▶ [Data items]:
= = = = =

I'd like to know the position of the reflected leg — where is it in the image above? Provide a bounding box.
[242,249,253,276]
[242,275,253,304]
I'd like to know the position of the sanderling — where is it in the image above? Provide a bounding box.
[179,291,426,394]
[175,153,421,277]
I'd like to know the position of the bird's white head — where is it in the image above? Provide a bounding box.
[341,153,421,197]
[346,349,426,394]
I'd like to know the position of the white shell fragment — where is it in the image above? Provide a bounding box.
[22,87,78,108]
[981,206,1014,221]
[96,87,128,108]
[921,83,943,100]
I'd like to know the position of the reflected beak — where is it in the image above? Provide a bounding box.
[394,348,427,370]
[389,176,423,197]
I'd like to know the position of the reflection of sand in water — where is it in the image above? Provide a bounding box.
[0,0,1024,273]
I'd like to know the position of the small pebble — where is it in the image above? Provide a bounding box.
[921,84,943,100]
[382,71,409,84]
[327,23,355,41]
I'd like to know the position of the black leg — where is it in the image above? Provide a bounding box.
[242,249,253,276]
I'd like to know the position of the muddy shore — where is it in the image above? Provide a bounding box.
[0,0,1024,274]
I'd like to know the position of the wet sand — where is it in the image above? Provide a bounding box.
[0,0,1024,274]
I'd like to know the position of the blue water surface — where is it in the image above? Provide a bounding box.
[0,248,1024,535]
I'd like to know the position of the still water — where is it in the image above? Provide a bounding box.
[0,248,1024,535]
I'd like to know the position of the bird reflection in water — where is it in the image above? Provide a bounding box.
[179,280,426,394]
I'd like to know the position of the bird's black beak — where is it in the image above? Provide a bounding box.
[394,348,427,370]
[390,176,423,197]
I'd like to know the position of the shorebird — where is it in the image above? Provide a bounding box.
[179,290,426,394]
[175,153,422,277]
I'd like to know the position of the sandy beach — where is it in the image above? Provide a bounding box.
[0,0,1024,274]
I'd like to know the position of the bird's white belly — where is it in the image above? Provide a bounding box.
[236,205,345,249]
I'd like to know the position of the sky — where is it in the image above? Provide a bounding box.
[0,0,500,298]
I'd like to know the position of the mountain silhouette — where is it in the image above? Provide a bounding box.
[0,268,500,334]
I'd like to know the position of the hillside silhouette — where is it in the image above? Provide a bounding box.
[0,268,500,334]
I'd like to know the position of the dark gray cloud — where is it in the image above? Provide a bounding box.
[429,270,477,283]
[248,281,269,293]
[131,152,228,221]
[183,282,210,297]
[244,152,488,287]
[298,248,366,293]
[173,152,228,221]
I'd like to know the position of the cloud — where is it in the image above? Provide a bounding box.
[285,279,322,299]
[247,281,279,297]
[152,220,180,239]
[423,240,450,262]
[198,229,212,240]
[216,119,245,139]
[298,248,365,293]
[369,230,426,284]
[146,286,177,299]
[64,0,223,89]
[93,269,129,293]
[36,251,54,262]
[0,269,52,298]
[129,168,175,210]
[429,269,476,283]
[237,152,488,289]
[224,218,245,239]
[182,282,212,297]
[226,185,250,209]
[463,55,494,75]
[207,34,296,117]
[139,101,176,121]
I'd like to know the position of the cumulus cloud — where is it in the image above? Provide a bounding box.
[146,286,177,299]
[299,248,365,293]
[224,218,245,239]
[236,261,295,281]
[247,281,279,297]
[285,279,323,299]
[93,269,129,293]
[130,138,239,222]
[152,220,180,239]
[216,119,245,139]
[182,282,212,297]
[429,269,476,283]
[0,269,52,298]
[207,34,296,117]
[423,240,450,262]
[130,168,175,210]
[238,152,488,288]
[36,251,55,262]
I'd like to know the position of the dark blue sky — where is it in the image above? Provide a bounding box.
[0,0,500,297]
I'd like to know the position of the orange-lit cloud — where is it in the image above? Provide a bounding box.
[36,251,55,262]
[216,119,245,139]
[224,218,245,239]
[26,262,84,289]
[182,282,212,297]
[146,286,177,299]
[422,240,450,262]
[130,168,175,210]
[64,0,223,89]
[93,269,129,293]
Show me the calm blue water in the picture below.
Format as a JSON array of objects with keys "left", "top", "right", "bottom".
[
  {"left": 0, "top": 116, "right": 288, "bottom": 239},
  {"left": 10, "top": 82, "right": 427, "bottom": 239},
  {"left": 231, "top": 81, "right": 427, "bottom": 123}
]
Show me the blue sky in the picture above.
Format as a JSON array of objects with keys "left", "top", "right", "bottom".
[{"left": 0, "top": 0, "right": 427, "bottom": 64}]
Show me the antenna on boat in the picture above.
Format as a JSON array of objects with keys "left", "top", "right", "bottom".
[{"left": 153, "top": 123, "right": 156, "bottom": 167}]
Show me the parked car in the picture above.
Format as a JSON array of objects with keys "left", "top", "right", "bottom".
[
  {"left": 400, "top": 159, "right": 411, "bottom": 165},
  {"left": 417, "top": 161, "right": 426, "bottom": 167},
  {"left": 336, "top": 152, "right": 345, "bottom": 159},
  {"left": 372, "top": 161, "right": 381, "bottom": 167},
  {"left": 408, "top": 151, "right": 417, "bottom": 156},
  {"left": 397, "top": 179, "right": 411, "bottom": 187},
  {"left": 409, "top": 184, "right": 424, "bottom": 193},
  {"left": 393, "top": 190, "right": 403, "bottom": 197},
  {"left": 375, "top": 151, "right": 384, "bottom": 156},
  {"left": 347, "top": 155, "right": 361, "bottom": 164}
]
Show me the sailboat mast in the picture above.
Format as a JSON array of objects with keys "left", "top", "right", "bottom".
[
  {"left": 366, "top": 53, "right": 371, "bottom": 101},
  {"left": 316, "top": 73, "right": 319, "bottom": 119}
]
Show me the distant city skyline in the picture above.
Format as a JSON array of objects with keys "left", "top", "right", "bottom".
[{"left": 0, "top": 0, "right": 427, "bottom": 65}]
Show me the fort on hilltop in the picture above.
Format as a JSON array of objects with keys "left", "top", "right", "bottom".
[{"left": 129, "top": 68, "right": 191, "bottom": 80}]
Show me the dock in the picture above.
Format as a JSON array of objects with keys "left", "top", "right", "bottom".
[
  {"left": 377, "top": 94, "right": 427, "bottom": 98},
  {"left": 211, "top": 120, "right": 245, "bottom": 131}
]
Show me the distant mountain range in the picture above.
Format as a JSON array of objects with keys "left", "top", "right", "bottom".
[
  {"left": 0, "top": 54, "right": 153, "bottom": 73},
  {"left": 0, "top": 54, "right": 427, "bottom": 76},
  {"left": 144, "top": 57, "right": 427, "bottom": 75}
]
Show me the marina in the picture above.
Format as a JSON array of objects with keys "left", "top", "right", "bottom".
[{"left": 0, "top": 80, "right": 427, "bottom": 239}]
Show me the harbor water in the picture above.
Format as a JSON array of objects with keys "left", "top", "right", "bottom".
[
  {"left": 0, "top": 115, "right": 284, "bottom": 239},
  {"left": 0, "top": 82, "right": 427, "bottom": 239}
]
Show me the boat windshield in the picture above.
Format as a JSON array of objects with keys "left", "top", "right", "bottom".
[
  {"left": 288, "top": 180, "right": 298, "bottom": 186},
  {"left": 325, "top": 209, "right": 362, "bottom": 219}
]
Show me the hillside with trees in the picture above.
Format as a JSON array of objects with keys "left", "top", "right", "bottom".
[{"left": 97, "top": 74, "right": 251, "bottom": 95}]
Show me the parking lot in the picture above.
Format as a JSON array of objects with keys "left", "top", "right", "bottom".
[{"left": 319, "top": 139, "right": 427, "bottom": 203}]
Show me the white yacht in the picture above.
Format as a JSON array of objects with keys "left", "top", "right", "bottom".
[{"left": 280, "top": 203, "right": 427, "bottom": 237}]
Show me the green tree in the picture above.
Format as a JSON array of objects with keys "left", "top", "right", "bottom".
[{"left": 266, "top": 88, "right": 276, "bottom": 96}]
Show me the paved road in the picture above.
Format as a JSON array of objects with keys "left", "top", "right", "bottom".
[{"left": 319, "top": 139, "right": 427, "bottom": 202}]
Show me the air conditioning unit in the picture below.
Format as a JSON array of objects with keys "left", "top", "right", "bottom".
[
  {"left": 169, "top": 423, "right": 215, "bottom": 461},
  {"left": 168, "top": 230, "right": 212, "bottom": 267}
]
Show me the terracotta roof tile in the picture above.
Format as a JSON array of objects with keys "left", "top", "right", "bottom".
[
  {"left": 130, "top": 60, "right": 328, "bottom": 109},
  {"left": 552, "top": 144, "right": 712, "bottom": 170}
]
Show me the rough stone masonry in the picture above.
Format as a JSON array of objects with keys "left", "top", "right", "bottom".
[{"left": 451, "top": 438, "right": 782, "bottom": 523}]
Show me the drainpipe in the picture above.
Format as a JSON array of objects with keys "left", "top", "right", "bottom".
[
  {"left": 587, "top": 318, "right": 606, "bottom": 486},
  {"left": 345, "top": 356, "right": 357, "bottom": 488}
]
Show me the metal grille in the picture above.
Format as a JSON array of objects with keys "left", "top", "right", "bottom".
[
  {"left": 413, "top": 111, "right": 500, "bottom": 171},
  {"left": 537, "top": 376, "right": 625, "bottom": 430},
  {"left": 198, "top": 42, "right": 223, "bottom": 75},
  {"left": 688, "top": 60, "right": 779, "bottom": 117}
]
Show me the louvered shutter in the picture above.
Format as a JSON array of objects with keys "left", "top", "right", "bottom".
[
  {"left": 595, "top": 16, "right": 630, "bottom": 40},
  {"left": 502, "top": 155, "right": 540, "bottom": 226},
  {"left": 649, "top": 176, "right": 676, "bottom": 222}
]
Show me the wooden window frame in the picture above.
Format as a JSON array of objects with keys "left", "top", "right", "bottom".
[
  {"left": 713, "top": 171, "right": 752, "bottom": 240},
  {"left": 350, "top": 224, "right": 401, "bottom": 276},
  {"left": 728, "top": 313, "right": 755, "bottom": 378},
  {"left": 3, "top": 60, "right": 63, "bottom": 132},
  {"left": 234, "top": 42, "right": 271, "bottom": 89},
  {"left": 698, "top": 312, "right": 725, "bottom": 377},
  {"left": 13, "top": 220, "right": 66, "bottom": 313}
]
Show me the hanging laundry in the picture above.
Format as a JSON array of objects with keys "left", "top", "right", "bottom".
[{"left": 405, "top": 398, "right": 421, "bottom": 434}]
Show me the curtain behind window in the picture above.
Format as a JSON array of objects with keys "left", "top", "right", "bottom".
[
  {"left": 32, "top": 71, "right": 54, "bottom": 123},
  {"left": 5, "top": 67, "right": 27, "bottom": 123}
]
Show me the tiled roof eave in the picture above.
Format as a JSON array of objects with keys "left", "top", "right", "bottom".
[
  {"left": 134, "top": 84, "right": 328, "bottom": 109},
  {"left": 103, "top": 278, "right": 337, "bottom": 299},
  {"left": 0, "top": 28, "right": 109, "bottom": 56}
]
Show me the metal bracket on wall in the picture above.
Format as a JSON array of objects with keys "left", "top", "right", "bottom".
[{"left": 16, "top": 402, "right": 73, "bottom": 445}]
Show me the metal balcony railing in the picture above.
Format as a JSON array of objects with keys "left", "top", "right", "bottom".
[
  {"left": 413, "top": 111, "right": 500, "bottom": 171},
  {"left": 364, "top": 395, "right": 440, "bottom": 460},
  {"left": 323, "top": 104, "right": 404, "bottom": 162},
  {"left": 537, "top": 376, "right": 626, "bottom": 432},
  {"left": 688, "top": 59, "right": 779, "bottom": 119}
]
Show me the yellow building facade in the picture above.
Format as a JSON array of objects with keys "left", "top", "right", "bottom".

= = = = =

▶ [Exercise]: Copy the items word for word, starting from the very first line and ending with the line that contains "[346,349,426,394]".

▶ [Exercise answer]:
I'd like to know the position of the reflected leg — where is it in the image above? Provide a bounding box.
[242,249,253,276]
[242,275,253,304]
I'd like to know the position of the sanderling — where is it in the image above? Provide a bounding box.
[179,291,426,394]
[175,153,421,277]
I'd like to know the position of the bird's white head — where is it in the image above? Provide a bounding box.
[341,153,421,197]
[346,349,426,394]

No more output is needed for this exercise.